» Given data

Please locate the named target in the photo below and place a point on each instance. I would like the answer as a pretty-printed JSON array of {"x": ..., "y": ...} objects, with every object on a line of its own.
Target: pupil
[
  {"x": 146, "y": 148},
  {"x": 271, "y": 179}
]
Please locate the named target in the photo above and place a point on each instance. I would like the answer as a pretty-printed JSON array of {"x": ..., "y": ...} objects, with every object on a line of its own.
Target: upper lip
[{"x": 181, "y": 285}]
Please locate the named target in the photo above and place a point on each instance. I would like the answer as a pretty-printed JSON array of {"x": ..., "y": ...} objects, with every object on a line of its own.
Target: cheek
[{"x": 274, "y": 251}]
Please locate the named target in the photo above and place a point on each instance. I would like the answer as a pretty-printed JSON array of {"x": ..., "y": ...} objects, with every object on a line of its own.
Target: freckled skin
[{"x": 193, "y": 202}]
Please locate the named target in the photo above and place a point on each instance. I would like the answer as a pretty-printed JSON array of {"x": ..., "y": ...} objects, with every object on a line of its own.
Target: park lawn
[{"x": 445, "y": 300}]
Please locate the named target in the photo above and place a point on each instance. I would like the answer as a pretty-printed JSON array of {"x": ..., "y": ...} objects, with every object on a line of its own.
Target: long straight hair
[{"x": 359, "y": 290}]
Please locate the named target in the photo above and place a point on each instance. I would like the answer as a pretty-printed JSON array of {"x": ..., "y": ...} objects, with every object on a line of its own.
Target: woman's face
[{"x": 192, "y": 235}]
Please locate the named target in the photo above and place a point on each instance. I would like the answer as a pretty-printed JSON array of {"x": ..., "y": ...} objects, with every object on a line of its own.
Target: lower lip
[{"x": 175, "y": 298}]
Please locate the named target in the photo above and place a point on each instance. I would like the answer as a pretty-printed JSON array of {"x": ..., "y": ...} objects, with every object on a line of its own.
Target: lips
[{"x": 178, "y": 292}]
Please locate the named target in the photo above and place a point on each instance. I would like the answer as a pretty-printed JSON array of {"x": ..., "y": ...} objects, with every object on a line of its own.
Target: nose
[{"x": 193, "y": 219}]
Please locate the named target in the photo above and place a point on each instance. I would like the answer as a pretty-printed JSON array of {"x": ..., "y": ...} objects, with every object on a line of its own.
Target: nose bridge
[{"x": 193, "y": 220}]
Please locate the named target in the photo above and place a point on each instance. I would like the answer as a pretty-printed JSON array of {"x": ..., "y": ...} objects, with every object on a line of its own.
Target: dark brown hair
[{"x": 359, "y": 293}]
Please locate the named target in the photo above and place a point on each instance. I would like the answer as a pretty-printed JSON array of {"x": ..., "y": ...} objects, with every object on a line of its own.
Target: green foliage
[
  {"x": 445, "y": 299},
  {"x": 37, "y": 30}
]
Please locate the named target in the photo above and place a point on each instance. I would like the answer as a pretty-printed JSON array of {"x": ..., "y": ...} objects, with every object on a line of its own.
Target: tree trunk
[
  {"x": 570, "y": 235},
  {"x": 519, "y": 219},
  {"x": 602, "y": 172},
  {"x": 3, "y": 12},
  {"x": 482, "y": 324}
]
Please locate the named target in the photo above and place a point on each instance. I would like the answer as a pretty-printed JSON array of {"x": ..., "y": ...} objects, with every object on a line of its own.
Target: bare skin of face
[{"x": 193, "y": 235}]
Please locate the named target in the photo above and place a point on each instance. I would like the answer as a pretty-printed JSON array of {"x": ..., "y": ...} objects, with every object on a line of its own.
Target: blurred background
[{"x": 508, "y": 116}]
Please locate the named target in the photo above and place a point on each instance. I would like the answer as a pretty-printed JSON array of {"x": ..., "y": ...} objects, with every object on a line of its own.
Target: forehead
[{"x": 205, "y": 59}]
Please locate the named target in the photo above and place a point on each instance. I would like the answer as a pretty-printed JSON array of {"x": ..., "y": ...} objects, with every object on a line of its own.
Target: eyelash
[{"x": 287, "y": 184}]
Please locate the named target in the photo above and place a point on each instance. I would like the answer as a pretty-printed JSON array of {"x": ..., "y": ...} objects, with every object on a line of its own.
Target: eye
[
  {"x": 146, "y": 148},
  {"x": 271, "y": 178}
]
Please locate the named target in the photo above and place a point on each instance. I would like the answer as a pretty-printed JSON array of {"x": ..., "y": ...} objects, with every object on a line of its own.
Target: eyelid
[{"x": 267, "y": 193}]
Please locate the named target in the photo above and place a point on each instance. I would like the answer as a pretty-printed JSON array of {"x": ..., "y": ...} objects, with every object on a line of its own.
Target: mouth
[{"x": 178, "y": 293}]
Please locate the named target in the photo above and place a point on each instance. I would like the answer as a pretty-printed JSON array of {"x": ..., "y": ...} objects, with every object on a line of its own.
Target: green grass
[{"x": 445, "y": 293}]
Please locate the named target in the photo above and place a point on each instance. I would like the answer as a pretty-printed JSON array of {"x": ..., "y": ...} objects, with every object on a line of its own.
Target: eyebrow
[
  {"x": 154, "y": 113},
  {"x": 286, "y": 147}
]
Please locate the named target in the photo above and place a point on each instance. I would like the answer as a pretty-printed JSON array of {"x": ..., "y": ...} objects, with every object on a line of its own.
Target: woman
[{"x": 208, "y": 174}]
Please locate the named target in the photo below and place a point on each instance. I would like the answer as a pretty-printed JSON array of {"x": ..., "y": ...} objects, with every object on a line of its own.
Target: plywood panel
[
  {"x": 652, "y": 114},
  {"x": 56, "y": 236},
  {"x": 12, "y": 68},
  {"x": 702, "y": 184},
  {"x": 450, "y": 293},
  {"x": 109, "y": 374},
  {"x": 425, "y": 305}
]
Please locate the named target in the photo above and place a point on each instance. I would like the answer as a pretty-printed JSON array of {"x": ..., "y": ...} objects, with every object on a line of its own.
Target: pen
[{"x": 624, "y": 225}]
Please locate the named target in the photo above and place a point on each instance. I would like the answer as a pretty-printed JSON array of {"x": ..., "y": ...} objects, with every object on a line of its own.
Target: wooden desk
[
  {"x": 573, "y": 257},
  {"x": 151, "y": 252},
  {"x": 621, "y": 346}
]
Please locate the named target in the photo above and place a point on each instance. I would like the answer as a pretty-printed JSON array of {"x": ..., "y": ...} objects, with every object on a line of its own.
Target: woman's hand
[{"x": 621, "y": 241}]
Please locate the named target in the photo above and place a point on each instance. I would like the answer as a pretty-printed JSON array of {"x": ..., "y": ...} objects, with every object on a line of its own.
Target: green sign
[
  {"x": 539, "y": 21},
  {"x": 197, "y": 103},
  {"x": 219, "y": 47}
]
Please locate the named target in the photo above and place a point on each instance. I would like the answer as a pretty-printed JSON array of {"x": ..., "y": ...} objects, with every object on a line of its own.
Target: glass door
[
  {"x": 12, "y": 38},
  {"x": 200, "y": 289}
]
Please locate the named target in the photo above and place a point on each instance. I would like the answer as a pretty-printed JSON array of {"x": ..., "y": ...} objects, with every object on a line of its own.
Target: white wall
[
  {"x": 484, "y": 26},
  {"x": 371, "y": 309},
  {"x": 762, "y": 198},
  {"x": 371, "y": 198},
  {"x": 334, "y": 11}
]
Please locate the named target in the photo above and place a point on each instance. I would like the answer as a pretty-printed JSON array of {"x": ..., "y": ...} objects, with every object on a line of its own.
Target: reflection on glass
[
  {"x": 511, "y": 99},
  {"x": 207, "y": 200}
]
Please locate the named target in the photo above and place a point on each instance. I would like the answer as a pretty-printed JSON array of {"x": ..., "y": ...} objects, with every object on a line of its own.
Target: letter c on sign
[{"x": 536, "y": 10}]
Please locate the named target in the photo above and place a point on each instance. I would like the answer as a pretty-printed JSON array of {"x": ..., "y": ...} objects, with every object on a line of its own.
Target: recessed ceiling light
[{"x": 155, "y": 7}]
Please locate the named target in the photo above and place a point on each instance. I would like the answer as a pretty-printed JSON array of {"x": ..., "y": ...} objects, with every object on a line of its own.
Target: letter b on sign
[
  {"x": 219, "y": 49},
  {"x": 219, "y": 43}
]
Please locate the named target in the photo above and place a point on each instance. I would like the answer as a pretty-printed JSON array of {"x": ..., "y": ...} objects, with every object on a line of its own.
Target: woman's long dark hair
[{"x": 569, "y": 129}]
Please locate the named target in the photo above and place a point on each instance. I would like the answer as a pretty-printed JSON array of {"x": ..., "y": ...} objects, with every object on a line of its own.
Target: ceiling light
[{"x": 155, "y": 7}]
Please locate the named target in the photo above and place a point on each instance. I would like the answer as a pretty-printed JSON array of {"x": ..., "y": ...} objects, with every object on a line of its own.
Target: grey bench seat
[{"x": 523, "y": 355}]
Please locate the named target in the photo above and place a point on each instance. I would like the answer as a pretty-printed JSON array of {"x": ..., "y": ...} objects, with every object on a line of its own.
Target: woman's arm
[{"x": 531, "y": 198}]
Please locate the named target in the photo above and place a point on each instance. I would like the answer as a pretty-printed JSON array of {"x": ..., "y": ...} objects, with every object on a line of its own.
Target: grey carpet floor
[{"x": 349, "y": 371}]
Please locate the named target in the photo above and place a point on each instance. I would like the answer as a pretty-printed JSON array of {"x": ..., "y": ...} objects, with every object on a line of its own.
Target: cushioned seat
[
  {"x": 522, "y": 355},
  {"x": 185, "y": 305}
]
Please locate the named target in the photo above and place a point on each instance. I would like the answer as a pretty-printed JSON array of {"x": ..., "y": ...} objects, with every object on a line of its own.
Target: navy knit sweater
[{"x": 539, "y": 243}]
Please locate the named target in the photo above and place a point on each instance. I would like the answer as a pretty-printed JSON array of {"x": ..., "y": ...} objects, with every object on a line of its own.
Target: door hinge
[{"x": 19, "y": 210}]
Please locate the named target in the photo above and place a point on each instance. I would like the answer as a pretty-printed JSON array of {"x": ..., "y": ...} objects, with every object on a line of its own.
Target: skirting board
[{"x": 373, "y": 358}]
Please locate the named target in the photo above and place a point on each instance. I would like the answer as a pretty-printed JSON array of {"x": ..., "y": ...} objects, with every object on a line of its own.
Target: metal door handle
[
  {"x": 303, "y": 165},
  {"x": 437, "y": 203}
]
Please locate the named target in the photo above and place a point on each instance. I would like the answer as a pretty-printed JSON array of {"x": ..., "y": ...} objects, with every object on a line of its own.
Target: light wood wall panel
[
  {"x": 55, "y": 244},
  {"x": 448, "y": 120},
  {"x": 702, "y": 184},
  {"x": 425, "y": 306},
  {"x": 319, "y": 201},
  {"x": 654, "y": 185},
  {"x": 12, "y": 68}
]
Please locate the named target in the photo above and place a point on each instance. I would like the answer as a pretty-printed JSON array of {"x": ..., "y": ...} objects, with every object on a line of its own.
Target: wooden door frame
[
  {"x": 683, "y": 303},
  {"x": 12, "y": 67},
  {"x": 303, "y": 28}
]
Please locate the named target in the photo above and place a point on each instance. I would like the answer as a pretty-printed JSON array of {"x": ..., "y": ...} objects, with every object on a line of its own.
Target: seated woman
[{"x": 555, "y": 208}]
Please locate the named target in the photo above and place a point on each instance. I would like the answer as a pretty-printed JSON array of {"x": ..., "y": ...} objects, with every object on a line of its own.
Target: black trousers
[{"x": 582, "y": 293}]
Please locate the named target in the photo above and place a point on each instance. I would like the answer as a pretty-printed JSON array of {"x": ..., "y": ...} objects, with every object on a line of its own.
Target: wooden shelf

» To do
Having located the line containing "Target: wooden door frame", set it down along with every line after it through the end of the data, reproducing each exactly.

» Task response
Target: wooden door frame
[
  {"x": 683, "y": 303},
  {"x": 12, "y": 67},
  {"x": 303, "y": 28}
]
Please locate the named target in the photo above and place a point on each instance. I would like the answer as a pretty-printed JSON array of {"x": ..., "y": ...} objects, with every object on a line of its own.
Target: seated woman
[{"x": 555, "y": 208}]
Please locate the named target in the photo above and place a point on each instance. I would like the answer as a pretty-printed JSON array of {"x": ..., "y": ...} objects, with every object on a line of its own.
Target: black trousers
[{"x": 582, "y": 293}]
Please locate the named target in the photo above and place a point on each instance. I would like the answer as a pretty-printed JSON array of {"x": ..., "y": ...} objects, with every object on a line of its own.
Target: wooden shelf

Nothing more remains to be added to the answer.